→ Reading text
When Does a Stressor Become a Stressor? (encore)

by Kassandra Lamb

I am in editing hell the process of polishing a manuscript, so I thought I’d re-run a post that was a hit a few years ago.

It seemed appropriate to go with a post on stress!  From May, 2013:

As I mentioned in an earlier post, one of the main factors in how stressed we feel is our own interpretation of the events in our lives. With a few exceptions, a stressor isn’t a stressor until we view it that way.

This is why something can be soooo stressful to one person and someone else thinks they’re nuts for worrying about it. The interpretation of a stressor is unique to each individual, influenced by personality and past experiences.

This used to be one of my husband’s biggest stressors:

airplane flying overhead

(photo by Dylan Ashe, CC-BY-SA 2.0, Wikimedia Commons)

When we were first married, he was a basketcase whenever we had to fly somewhere. We had to get to the airport extra early, so he could have a couple drinks in the airport bar to brace himself. But once we were on the plane, he wouldn’t drink. This was back in the days when alcohol on the plane was free (Yes, folks, once upon a time, airlines not only fed you for free, they would get you liquored up as well. No extra charge!)

So not only did I think the man was crazy, I was pissed that he was buying overpriced drinks in the airport and then not drinking the free stuff on the plane. One day, I confronted him about this and he explained that he couldn’t drink on the plane because he had to be able to concentrate.

“Concentrate on what?” I asked.

“On willing the plane to stay in the air,” he answered.

At that point, I truly thought I’d married a madman.

I later found out, as a psychology grad student, that this wasn’t an unusual fantasy on the part of folks afraid of flying. It’s their way of taking control of a situation where they feel out of control. (As I mentioned a couple weeks ago, control is often a big factor in stress.)

Fortunately, my husband finally figured out what was going on with his fear of flying. I won’t go into details since it’s not my story to tell. Suffice it to say that he’d had some bad experiences with people being in charge who were quite incompetent. So having someone else in control of his safety made him very nervous.

view from airplane window seat

(photo by Peretz Partensky, CC-BY-SA 2.0, Wikimedia Commons)

I, on the other hand, am one of those people who will run you over to get to a window seat. Then I squeal, “Look at the cute little cars and houses down there. It looks like a Christmas garden” as the plane is taking off. (My husband wears earplugs on planes; I can’t imagine why.)

My attitude is that since I can’t control whether or not the plane stays in the air, I might as well not worry about it and just relax and enjoy the ride.

Now, let’s talk about job stress. My husband handles it very well. Why? Because he doesn’t mind having bosses. He’s an easy-going guy (has to be to put up with me!) and he’s okay with someone telling him what to do as long as they’re not an idiot. And if his boss is an idiot (he’s had a few of them through the years), he just figures out how to work around the idiocy and moves on.

→ Provided records
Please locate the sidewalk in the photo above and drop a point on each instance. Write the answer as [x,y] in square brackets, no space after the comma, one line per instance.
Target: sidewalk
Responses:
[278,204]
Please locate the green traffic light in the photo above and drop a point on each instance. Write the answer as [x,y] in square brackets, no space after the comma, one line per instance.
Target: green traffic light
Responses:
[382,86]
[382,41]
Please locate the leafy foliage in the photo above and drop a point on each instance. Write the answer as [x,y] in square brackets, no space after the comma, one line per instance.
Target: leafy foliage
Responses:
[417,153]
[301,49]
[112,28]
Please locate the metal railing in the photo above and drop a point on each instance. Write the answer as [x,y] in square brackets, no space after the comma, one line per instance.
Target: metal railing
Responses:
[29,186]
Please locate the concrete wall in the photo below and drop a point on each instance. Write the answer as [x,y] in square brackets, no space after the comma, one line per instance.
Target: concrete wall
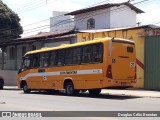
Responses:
[9,76]
[61,22]
[122,16]
[115,17]
[102,19]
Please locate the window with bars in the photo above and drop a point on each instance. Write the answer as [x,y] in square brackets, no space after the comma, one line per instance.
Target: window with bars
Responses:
[90,23]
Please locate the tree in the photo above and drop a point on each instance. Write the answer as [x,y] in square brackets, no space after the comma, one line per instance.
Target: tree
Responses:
[10,27]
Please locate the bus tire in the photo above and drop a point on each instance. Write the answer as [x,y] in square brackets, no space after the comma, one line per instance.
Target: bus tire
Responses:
[25,88]
[94,92]
[70,89]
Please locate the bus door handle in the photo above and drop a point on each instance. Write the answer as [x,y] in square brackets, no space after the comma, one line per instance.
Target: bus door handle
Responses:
[41,70]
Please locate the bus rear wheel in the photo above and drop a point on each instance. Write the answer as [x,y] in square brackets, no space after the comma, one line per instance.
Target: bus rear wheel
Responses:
[25,89]
[94,92]
[70,89]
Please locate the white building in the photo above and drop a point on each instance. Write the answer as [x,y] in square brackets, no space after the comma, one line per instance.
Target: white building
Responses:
[60,22]
[106,16]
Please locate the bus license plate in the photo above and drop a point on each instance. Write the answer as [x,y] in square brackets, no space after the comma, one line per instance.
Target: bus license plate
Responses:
[123,84]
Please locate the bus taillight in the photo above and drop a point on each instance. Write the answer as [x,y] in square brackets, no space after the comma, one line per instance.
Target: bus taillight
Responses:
[109,72]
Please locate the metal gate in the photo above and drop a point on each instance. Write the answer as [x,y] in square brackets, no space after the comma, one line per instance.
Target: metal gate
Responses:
[152,63]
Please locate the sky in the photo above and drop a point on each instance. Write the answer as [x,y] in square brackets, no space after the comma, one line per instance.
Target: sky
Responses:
[35,14]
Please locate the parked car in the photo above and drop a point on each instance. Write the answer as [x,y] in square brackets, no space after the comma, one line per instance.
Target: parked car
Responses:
[1,83]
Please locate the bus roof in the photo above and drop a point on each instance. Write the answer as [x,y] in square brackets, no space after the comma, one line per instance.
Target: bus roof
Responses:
[96,40]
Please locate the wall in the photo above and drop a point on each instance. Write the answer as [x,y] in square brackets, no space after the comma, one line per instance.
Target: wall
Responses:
[10,77]
[61,22]
[137,35]
[102,19]
[122,16]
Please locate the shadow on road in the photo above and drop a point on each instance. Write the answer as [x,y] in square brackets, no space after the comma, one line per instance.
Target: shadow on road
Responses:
[86,95]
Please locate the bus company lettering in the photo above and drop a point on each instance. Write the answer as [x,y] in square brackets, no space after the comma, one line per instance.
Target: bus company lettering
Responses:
[68,72]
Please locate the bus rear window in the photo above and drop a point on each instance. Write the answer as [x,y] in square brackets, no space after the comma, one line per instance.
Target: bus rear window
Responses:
[130,49]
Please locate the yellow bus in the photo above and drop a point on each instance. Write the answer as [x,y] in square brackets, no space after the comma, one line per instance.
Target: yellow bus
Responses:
[91,65]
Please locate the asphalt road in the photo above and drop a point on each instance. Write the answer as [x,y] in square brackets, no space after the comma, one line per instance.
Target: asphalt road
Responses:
[16,100]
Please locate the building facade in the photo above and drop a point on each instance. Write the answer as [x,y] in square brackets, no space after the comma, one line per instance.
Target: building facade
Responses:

→ Directions
1. Sum up the stressor post in two sentences.
2. Return the stressor post's text from "(photo by Dylan" up to and including "able to concentrate.", word for word.
3. Take the stressor post further from the point where it stops, in the same voice.

→ Answers provided
1. How stressed people feel depends largely on how they interpret events, an interpretation shaped by personality and past experience, so a stressor isn't one until it's viewed that way. The author shows this with her husband's fear of flying, which came from bad experiences with incompetent people in charge, contrasted with her own relaxed enjoyment of flights, and notes that he handles job stress well because he doesn't mind having bosses.

2.
(photo by Dylan Ashe, CC-BY-SA 2.0, Wikimedia Commons)

When we were first married, he was a basketcase whenever we had to fly somewhere. We had to get to the airport extra early, so he could have a couple drinks in the airport bar to brace himself. But once we were on the plane, he wouldn’t drink. This was back in the days when alcohol on the plane was free (Yes, folks, once upon a time, airlines not only fed you for free, they would get you liquored up as well. No extra charge!)

So not only did I think the man was crazy, I was pissed that he was buying overpriced drinks in the airport and then not drinking the free stuff on the plane. One day, I confronted him about this and he explained that he couldn’t drink on the plane because he had to be able to concentrate.

3.
I, however, have no patience whatsoever for idiot bosses, and it seems like I have had way more than my share of them. Of course, the fact that my definition of an idiot boss is any boss who doesn’t leave me completely alone to do my job without any interference could be part of the problem.

Yes, I am cussedly independent! So much so that by the time I was 30, I’d decided that the only way I could function in the world of work was to be self-employed. I went into private practice as a mental health counselor.

coffee mug with "The Boss"

(photo by ThisIsRobsLife, CC-BY-SA 3.0, Wikimedia Commons)

It was the best decision I ever made. For the first time in my life, I totally loved my job! There were plenty of other stressors involved in being self-employed, but they all paled by comparison to how I had felt when I was being micro-managed by others. So I was a happy camper!

Fast forward 13 years and I was starting to burn out on listening to other people’s descriptions of their stressful lives. I had done a little bit of teaching here and there and had really loved the interaction with students. So I decided to apply for part-time teaching positions at the colleges in my area. My goal was to teach half-time and cut my practice back to half-time so it wouldn’t be so stressful.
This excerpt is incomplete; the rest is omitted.